------ SELECTED EXTRACT ------

Ventilation in historic buildings

Dan Fraser, Nuaire’s Indoor Air Quality Expert, discusses the effective ventilation of historical buildings

More and more historical buildings are being refurbished and refitted to cope with modern-day demands – be it extended spaces for visitors at historical attractions or transformations into hotels, museums, apartments or offices. A building with character, brought up to modern-day specifications, is a huge draw for many people.

But when it comes to providing ventilation for these buildings, there are many challenges faced by the design teams. Unlike new builds, where ventilation requirements are specified to building regulations and mapped into the building system design, older buildings can be far less flexible. Often the original purpose of the space needs to be a consideration for any new technology installation. It is for this reason that when tackling any historical or grade-listed refit, the industry takes a consultant-led approach and works closely with all stakeholders involved to ensure every sensitivity and consideration is covered.

For example, when working on church developments, the age, acoustic design and positioning of doors and windows are crucial to consider at the early design stage. Creating a dropped ceiling for ducting wouldn’t work with a beamed acoustic ceiling; a heat recovery unit (HRU) would be ineffective next to a drafty doorway; the aesthetics of the stonework can’t be disturbed by the sight of a large ventilation unit. There is, however, always a solution.

Key considerations

There are some key things to consider when planning to install or specify a ventilation system for a historical building.

------ EXTRACTED DATA ------

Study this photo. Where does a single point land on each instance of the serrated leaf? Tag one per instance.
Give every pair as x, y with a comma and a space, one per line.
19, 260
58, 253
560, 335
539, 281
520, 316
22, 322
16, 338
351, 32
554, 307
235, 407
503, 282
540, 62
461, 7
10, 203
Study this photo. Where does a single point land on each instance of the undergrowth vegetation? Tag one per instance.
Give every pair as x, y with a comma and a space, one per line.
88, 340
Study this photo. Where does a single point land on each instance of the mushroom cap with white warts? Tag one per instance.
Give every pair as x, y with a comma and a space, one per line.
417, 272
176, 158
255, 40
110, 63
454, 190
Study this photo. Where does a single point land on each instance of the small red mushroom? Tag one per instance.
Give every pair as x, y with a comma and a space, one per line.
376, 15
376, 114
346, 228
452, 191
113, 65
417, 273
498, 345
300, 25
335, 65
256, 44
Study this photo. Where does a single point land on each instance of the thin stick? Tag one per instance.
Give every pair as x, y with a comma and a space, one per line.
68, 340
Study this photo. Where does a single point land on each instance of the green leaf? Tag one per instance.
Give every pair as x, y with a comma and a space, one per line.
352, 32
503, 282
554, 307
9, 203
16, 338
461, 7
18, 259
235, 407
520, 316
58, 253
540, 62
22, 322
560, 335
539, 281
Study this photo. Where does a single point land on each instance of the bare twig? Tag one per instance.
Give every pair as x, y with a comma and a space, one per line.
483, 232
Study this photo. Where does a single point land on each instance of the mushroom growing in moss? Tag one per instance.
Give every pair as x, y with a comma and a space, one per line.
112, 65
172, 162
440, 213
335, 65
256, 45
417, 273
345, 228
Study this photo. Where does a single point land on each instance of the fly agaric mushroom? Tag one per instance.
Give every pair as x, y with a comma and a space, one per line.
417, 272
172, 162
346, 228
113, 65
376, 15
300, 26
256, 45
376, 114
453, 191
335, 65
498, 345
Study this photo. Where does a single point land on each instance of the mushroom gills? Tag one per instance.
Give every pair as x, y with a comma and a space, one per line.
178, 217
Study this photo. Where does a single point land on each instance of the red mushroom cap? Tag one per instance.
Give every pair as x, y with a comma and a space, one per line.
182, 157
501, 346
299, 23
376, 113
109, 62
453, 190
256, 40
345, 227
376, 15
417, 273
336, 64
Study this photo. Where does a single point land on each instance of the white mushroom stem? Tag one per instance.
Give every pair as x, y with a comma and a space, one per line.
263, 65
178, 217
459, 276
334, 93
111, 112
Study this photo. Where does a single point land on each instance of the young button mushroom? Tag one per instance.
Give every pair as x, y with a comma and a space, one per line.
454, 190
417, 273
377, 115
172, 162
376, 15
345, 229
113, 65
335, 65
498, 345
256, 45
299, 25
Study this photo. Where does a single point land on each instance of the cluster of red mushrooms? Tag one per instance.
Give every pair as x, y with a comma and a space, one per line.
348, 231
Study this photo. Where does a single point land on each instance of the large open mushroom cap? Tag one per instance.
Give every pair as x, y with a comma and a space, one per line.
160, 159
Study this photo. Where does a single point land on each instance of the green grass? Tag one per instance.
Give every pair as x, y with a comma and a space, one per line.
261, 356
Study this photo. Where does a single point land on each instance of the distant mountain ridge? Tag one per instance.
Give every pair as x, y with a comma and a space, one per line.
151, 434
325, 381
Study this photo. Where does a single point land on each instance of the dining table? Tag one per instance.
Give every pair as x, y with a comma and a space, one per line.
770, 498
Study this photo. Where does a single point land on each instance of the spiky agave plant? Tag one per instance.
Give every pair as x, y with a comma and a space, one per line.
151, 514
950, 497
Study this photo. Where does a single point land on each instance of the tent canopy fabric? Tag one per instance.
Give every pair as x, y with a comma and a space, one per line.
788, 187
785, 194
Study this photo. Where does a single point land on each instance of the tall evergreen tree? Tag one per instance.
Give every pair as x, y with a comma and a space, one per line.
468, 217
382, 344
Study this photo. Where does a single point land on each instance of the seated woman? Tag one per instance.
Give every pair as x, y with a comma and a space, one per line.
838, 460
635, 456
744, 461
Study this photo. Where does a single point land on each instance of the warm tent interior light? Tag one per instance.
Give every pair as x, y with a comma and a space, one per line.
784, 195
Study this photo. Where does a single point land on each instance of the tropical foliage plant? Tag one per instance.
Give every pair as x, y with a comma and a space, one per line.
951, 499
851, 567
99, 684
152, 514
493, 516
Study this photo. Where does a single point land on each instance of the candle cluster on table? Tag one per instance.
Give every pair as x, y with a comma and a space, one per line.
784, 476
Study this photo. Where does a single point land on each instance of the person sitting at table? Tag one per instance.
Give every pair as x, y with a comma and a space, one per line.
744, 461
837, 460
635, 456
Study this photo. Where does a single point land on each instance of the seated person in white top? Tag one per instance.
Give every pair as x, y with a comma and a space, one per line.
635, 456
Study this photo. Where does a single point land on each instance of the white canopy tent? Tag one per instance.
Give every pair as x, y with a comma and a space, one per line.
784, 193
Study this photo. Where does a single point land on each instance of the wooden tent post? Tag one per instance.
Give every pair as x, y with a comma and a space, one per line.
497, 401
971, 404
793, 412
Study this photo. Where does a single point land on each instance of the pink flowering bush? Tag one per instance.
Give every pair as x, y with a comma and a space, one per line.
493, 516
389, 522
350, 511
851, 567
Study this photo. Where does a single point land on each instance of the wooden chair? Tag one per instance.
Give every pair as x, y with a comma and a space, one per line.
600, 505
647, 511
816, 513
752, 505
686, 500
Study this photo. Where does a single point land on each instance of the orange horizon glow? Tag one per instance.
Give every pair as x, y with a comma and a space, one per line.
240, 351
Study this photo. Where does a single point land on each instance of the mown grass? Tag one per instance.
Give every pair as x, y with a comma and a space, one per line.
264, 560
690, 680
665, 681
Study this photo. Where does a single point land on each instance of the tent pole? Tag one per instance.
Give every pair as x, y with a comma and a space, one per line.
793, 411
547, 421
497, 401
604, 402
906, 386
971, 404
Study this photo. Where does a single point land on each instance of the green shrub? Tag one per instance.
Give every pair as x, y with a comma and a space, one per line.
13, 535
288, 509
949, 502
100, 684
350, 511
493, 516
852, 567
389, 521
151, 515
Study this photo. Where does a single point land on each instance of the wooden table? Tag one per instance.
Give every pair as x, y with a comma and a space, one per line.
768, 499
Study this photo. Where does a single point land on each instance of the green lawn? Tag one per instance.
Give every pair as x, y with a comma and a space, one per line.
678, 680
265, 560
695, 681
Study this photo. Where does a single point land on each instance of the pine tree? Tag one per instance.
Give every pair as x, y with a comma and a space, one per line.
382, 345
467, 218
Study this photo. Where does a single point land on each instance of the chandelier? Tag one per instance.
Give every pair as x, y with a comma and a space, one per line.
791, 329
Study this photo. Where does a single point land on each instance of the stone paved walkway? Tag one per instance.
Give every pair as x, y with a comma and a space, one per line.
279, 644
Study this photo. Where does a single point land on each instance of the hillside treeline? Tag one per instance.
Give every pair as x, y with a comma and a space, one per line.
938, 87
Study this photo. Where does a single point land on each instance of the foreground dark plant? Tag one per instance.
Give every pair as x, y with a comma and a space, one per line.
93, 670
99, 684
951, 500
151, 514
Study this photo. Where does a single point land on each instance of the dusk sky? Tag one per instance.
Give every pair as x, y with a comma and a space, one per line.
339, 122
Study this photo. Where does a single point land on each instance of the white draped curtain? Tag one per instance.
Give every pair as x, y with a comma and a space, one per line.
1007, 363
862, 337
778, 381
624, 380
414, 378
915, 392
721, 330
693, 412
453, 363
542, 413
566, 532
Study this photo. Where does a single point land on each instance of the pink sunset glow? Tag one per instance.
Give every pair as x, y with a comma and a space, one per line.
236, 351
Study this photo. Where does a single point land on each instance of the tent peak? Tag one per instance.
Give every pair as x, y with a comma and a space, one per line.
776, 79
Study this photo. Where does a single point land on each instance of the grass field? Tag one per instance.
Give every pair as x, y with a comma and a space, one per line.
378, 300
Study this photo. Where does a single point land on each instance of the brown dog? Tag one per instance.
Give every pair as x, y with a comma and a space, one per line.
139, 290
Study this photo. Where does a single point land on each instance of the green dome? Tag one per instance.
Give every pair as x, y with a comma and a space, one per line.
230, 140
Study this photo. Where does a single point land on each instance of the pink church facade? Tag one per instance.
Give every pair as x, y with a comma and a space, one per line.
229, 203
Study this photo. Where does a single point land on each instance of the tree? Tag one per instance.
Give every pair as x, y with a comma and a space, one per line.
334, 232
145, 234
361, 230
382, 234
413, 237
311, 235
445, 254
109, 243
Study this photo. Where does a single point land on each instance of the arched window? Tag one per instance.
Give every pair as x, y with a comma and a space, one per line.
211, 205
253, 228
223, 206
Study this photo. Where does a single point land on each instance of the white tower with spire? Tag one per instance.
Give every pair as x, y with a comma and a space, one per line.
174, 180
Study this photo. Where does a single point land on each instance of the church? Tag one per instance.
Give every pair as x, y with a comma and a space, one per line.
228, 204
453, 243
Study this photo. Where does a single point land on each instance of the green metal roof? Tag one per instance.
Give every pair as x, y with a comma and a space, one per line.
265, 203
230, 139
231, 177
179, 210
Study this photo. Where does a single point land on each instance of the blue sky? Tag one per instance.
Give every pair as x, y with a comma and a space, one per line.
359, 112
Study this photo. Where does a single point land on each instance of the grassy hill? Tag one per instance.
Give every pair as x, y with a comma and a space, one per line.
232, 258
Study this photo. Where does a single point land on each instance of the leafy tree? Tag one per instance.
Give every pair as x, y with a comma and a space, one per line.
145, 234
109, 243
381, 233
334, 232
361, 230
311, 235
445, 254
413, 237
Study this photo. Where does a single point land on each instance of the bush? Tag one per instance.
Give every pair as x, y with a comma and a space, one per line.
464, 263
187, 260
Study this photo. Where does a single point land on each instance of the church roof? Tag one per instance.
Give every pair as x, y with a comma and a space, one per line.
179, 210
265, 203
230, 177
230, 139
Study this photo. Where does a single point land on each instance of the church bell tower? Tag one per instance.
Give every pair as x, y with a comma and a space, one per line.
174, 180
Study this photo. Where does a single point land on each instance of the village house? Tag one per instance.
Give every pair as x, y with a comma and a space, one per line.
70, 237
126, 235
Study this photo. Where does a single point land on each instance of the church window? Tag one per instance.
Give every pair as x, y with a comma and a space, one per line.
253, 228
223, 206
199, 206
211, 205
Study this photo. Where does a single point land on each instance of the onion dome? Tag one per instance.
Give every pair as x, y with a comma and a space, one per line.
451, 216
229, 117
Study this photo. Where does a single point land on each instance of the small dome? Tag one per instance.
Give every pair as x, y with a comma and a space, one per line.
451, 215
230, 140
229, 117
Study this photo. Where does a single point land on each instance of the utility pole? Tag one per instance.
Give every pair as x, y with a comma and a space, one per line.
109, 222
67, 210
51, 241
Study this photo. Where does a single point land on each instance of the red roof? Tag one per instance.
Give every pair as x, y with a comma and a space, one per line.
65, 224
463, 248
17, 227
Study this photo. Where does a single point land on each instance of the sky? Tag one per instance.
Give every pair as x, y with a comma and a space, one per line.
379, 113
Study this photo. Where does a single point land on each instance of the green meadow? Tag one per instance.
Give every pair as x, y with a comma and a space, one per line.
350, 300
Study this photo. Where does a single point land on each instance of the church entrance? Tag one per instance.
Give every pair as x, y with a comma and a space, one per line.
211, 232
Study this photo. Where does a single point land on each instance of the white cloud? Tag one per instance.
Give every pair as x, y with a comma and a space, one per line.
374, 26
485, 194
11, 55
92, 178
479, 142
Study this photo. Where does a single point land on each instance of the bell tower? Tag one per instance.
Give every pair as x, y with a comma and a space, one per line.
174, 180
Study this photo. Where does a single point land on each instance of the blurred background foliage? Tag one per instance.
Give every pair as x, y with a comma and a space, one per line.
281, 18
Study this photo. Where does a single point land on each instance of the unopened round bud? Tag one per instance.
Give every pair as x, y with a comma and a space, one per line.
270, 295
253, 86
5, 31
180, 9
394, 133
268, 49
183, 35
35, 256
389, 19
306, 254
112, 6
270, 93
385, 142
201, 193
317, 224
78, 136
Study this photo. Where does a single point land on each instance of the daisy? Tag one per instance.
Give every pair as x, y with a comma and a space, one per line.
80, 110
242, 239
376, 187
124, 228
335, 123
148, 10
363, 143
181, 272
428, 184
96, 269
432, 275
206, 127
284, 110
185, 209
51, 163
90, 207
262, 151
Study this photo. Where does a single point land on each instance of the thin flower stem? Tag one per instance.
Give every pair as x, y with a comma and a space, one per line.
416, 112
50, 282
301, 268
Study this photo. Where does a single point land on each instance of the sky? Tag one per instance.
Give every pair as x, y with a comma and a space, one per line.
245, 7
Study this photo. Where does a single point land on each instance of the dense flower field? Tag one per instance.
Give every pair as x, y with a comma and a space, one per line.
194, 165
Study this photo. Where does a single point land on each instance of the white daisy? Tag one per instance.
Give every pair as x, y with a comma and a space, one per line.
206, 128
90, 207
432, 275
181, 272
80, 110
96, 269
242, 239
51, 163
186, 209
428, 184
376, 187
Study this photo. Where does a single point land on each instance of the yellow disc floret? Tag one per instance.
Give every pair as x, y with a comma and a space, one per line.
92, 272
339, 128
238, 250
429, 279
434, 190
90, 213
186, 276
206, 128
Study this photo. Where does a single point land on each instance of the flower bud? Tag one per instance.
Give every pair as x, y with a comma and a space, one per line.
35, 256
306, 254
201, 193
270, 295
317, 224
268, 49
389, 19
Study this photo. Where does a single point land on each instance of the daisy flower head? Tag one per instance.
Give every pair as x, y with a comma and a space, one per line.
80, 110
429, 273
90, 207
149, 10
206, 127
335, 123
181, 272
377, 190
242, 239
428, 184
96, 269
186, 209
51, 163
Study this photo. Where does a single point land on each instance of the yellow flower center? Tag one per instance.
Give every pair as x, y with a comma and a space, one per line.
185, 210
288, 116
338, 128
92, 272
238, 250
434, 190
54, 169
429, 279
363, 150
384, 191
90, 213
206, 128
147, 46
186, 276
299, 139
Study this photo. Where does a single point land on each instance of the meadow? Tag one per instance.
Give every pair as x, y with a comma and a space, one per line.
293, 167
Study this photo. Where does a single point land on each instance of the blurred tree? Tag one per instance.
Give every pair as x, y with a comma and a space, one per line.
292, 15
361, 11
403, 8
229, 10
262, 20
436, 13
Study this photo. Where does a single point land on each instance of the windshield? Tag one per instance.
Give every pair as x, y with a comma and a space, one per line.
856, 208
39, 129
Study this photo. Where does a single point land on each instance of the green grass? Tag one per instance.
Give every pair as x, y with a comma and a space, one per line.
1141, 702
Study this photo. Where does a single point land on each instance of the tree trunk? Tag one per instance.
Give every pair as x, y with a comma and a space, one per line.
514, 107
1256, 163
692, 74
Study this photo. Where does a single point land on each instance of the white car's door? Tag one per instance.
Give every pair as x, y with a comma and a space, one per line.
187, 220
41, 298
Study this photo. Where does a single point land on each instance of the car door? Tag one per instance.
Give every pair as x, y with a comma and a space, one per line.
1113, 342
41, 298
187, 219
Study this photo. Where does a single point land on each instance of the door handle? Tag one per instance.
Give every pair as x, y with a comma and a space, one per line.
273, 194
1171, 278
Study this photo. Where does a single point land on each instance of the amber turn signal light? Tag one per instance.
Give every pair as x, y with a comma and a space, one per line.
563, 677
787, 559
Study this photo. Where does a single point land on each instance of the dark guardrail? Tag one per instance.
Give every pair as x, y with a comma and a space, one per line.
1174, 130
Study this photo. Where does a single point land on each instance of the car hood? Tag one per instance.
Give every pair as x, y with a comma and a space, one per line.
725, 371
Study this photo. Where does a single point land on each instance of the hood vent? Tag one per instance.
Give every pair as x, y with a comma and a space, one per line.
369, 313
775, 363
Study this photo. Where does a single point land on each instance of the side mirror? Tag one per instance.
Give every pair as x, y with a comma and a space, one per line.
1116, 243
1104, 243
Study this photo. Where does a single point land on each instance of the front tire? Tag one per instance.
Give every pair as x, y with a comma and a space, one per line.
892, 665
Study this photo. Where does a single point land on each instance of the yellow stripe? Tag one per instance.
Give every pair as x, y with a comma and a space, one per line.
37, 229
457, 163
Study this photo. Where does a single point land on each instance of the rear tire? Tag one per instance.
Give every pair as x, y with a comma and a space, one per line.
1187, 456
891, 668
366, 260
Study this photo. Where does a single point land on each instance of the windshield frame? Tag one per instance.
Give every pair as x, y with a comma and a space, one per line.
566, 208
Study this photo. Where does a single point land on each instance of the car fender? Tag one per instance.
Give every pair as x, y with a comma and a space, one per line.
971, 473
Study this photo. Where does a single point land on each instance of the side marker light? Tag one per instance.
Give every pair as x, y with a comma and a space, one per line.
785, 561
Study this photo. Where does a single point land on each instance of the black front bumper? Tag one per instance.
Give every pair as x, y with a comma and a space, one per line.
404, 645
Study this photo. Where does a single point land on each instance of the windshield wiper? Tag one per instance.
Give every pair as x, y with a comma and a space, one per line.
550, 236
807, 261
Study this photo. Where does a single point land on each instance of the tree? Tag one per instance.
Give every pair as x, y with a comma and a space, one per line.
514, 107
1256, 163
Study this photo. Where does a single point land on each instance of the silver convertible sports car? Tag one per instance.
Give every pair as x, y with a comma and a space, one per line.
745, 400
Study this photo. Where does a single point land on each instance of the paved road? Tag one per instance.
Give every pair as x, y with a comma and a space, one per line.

------

▶ _STATED EXERCISE A_:
Repeat word for word the part of the ventilation article that begins at "More and more" and stops after "huge draw for many people.".
▶ _STATED EXERCISE B_:
Pick up the article on ventilating historic buildings after its last sentence and keep writing it.

▶ _RIGHT ANSWER A_:
More and more historical buildings are being refurbished and refitted to cope with modern-day demands – be it extended spaces for visitors at historical attractions or transformations into hotels, museums, apartments or offices. A building with character, brought up to modern-day specifications, is a huge draw for many people.

▶ _RIGHT ANSWER B_:
• Team working: a development can’t happen without a construction team, but in historical buildings that team will need to be expanded. Often there are outlying groups and associations that need to be part of the decision-making process, such as architects, historians, royal societies and historical associations. They will act as expert guides on the building’s original construction and protected characteristics, as well as advising on changes or adaptations that can be made.

• Project timings: with historical buildings, expect things to take a lot longer – there are more people involved and the usual placements (such as structural support or power supplies) and access points (including for maintenance and inspection) for commonly-specified products aren’t often available. Plan in plenty of extra time, and then add 10% more.

• Planning: each install will be unique in historical buildings. Calculations on energy usage, heat loss and air movement will need to be considered before placement is agreed upon. There is often more leakage in an older building through drafty doors and windows as well as stonework, so this must be accounted for when deciding where the supply and extract air path is to make sure there aren’t significant losses of warm and clean air.

• Ducting placement can also prove problematic: will a raised floor be the best solution, or a dropped ceiling to hide the tubing? Where to place the supply and extract vents in historical buildings is one of the toughest problems to solve. You need to think about the most efficient air path and how you get the air in and out – with thicker stone walls or a listed building you can’t just drill a hole in the wall, so very often project teams have to get creative.

• Room by room: older buildings tend to be more compartmentalised, so you are likely to need more than one unit to get the most effective airflow. Larger units might not move the air efficiently enough. Instead, the building will often need a series of smaller air handling units (AHUs) to ventilate the space required. If you are planning to mount the units, internal or external factors might also stand in the way – for example, intricate, protected or uneven roofing or acoustic beams in the ceiling.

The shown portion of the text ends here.